Extracted records |
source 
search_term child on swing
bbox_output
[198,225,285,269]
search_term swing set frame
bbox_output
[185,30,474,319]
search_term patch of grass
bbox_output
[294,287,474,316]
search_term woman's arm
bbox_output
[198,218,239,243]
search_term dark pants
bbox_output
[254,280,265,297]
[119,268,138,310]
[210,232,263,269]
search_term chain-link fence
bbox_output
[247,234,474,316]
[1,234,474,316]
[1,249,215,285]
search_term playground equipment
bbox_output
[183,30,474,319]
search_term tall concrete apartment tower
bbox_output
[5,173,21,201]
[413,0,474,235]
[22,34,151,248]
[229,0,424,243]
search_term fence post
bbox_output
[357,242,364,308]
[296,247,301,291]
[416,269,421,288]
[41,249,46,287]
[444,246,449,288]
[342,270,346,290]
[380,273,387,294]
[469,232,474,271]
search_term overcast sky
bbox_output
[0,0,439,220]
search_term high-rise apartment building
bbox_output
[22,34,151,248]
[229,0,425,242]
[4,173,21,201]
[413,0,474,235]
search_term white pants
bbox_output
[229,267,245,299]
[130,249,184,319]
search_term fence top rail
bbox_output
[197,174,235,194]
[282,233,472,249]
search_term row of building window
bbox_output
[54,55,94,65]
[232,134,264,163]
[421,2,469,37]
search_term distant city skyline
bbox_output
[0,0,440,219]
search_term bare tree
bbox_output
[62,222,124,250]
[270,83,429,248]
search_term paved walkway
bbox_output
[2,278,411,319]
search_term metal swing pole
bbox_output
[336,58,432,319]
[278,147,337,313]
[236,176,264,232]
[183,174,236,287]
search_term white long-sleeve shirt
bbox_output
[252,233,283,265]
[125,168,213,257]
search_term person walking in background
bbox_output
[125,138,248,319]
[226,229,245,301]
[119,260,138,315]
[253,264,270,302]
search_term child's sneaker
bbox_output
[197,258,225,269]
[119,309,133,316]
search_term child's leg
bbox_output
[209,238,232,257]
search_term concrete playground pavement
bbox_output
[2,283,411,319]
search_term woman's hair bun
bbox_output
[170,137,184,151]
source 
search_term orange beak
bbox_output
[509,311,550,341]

Task statement |
Copy out the material above, swapping every "pants" for "trousers". Leave everything else as it is.

Finished task |
source 
search_term child on swing
bbox_output
[198,225,285,269]
search_term swing set frame
bbox_output
[185,30,474,319]
search_term patch of grass
bbox_output
[294,287,474,316]
search_term woman's arm
bbox_output
[198,218,239,243]
search_term dark trousers
bbox_output
[254,280,265,297]
[119,268,138,310]
[210,232,263,269]
search_term chain-link fence
bbox_output
[247,234,474,316]
[1,234,474,316]
[1,249,215,285]
search_term playground equipment
bbox_output
[183,30,474,319]
search_term tall concrete apartment tower
bbox_output
[5,173,21,201]
[413,0,474,235]
[22,34,151,248]
[229,0,424,243]
search_term fence post
bbox_output
[357,242,364,308]
[296,247,301,291]
[416,269,421,288]
[41,249,46,287]
[444,246,449,288]
[342,270,346,290]
[380,273,387,294]
[469,232,474,271]
search_term overcast sky
bbox_output
[0,0,439,220]
search_term high-rise apartment building
bbox_output
[22,34,151,248]
[229,0,425,242]
[4,173,21,201]
[413,0,474,235]
search_term white trousers
bbox_output
[229,267,245,299]
[130,249,184,319]
search_term fence top rail
bbox_output
[197,174,235,194]
[282,233,472,249]
search_term row of building window
bbox_output
[54,55,94,65]
[232,134,264,163]
[421,2,469,37]
search_term distant city skyline
bbox_output
[0,0,440,219]
search_term bare tree
bbox_output
[62,222,124,250]
[270,83,429,248]
search_term paved walkway
bbox_output
[2,278,411,319]
search_term metal swing pole
bbox_output
[336,58,432,319]
[278,147,337,313]
[236,176,264,232]
[183,174,236,287]
search_term white long-sleeve shirt
bbox_output
[252,233,283,265]
[125,168,213,257]
search_term person walking in background
bbox_output
[125,138,248,319]
[226,229,245,301]
[119,260,138,315]
[253,264,270,302]
search_term child's sneaker
bbox_output
[197,258,225,269]
[119,309,133,316]
search_term child's leg
bbox_output
[209,238,232,257]
search_term concrete playground pavement
bbox_output
[2,283,411,319]
search_term woman's hair bun
bbox_output
[170,137,184,151]
source 
search_term orange beak
bbox_output
[509,311,550,341]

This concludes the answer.